• _PROBLEM TO SOLVE_
Lines from the material below that hold the string "collar" are what is needed; copy each of them.

*-*-*

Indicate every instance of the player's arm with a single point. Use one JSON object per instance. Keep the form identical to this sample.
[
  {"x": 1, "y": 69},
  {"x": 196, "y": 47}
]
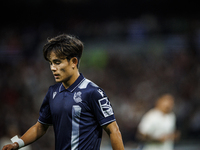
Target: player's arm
[
  {"x": 114, "y": 133},
  {"x": 31, "y": 135}
]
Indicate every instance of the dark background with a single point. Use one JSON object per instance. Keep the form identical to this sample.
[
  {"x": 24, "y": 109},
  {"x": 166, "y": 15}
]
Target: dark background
[{"x": 134, "y": 50}]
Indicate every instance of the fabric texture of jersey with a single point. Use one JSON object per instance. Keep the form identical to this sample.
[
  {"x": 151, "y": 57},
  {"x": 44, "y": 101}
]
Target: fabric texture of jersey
[{"x": 77, "y": 114}]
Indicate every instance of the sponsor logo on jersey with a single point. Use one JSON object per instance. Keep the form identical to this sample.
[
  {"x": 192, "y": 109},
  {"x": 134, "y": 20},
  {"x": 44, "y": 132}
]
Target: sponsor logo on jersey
[
  {"x": 100, "y": 92},
  {"x": 77, "y": 97},
  {"x": 105, "y": 107}
]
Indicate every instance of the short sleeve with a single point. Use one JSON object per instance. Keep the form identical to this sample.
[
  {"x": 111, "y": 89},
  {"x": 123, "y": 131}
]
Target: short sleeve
[
  {"x": 101, "y": 107},
  {"x": 45, "y": 112}
]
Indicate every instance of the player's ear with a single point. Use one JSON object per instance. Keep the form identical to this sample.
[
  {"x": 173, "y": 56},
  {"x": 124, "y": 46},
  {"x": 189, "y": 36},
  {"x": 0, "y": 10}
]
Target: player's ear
[{"x": 74, "y": 62}]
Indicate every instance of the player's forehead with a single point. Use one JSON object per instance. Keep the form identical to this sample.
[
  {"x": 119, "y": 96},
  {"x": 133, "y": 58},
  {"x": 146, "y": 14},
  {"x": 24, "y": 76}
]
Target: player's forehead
[{"x": 53, "y": 54}]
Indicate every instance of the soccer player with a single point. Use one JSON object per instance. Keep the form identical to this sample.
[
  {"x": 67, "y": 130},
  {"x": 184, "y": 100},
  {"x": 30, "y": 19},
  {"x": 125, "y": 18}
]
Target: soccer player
[{"x": 77, "y": 108}]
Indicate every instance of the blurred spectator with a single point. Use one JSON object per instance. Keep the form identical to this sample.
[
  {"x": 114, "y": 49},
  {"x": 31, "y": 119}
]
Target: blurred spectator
[{"x": 157, "y": 127}]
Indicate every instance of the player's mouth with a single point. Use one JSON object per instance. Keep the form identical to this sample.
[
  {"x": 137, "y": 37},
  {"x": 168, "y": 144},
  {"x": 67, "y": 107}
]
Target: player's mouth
[{"x": 56, "y": 76}]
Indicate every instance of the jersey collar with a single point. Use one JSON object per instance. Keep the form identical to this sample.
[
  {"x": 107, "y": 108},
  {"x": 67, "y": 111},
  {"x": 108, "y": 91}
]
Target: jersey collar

*-*-*

• _WRITTEN SOLUTION_
Indicate every instance of the jersey collar with a single point. Use one JSON object per instance. Keep the form identical to this sample.
Target: jersey collar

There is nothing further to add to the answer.